#### Given text

My ex husband got to the stage that he would take the computer into the loo with him and i knew then that it was not a life that i wanted, i was always supisicous and fed up of doing everything myself with no recognition and it sounds like your situation is simular. 

I am with someone else now and he helps me so much and it is so nice and i realise how different it is to be with someone that cares about you when you feel overloaded. If it is really over for you both then you will hopefully find someone else in the future and you will realise that it was all for the best.

Take care :hugs:


----------



## purpledahlia

lou_w34 said:


> honey08 said:
> 
> 
> ooooooooo lou can i nick ur single mummy ticker :flower:
> 
> Course you can! A lot of girls have it, i cant remember who made it for us though!! Theres a thread about it called logo a bit further down on the second page! The link for it is in there :flower:Click to expand...

It was my thread! :thumbup: Lexi's mummy made the logo for us, the link is in the thread!

########
#### Recorded data

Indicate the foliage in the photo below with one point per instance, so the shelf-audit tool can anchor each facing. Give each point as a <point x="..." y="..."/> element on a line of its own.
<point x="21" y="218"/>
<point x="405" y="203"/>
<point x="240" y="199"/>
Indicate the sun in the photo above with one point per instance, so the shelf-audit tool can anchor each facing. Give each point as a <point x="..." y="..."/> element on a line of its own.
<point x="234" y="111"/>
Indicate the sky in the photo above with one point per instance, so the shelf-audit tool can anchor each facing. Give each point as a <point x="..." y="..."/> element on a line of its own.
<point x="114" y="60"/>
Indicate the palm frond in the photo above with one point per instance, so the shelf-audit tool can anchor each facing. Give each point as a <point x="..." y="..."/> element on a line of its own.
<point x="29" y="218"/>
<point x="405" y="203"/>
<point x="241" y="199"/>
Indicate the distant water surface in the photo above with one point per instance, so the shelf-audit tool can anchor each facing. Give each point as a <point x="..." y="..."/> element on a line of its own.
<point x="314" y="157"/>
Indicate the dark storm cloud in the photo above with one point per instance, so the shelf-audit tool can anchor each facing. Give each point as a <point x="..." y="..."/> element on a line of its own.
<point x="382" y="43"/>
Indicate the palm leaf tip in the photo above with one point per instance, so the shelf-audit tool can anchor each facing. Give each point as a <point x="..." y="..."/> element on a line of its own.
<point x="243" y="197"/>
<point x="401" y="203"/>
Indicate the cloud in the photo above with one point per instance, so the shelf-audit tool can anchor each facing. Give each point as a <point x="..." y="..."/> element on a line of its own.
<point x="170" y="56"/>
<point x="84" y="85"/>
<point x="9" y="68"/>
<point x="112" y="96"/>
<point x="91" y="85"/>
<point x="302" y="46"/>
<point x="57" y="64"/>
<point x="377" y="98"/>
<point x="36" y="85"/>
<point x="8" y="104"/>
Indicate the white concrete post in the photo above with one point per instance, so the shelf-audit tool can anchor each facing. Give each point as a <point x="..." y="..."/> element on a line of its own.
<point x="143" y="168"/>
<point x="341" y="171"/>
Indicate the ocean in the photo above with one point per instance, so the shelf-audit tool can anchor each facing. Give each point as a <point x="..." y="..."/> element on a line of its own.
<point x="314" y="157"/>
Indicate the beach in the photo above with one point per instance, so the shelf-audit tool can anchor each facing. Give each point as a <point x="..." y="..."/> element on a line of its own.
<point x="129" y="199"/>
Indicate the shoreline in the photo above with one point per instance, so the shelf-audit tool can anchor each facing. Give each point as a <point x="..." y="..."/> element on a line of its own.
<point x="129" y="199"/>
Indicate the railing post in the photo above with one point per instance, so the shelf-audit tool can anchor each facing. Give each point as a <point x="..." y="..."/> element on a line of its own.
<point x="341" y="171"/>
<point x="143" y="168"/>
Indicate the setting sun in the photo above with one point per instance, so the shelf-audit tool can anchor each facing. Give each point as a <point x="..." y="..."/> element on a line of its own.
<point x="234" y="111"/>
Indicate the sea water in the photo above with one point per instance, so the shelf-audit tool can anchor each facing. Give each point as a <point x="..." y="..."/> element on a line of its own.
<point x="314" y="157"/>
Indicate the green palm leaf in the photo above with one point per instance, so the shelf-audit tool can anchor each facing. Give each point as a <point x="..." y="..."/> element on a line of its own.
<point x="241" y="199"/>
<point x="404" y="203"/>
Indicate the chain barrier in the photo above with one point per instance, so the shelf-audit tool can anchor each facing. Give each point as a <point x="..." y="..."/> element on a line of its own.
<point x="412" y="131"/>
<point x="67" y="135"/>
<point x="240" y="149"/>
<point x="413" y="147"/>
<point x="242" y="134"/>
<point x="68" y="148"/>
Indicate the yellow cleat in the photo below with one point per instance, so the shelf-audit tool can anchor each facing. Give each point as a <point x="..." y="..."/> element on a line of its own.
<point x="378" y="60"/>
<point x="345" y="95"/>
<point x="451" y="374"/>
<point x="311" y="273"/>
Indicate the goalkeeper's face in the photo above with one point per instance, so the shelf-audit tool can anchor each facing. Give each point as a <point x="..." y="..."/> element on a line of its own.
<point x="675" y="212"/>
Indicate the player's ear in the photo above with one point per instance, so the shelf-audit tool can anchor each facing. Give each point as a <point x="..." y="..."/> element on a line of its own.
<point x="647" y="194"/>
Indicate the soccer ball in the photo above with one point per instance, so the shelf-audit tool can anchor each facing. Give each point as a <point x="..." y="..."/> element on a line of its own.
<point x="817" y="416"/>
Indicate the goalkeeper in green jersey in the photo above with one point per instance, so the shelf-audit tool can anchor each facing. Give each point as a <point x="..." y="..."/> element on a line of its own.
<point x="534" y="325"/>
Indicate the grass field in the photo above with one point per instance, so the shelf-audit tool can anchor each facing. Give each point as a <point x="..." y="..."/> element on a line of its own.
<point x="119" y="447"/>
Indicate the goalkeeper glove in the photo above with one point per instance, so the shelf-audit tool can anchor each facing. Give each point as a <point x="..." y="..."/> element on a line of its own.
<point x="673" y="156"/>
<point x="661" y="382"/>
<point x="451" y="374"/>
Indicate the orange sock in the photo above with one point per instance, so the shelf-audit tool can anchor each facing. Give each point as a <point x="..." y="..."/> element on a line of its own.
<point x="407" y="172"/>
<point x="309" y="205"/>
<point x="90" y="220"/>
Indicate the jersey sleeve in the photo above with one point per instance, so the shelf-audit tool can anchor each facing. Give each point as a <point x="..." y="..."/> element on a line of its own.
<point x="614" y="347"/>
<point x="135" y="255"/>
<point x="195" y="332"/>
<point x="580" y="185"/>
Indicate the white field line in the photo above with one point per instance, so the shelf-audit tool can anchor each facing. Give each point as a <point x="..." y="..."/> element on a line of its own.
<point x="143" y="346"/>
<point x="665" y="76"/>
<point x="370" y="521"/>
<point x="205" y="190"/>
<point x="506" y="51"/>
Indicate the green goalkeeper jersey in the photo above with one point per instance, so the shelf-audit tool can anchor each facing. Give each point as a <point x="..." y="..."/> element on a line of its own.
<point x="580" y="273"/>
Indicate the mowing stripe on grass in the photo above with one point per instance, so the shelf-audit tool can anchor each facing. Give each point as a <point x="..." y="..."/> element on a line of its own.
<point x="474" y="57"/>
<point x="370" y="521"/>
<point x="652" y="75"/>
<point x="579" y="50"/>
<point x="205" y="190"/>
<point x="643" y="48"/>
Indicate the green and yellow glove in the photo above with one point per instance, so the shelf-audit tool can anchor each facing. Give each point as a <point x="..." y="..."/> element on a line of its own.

########

### [Work to do]
A - Sum up the forum thread in two sentences.
B - Find every line of the records that contains the word "white" and copy each one. Case counts.

### [Solutions to the problems]
A - One poster describes leaving an ex-husband who took the computer into the loo, being fed up with doing everything with no recognition, and now being with someone who helps a lot, and hopes the other person will also find someone else in the future. In a later post, purpledahlia says the thread about the single mummy ticker logo was theirs, that Lexi's mummy made the logo, and that the link is in that thread.

B -
Indicate the white concrete post in the photo above with one point per instance, so the shelf-audit tool can anchor each facing. Give each point as a <point x="..." y="..."/> element on a line of its own.
Indicate the white field line in the photo above with one point per instance, so the shelf-audit tool can anchor each facing. Give each point as a <point x="..." y="..."/> element on a line of its own.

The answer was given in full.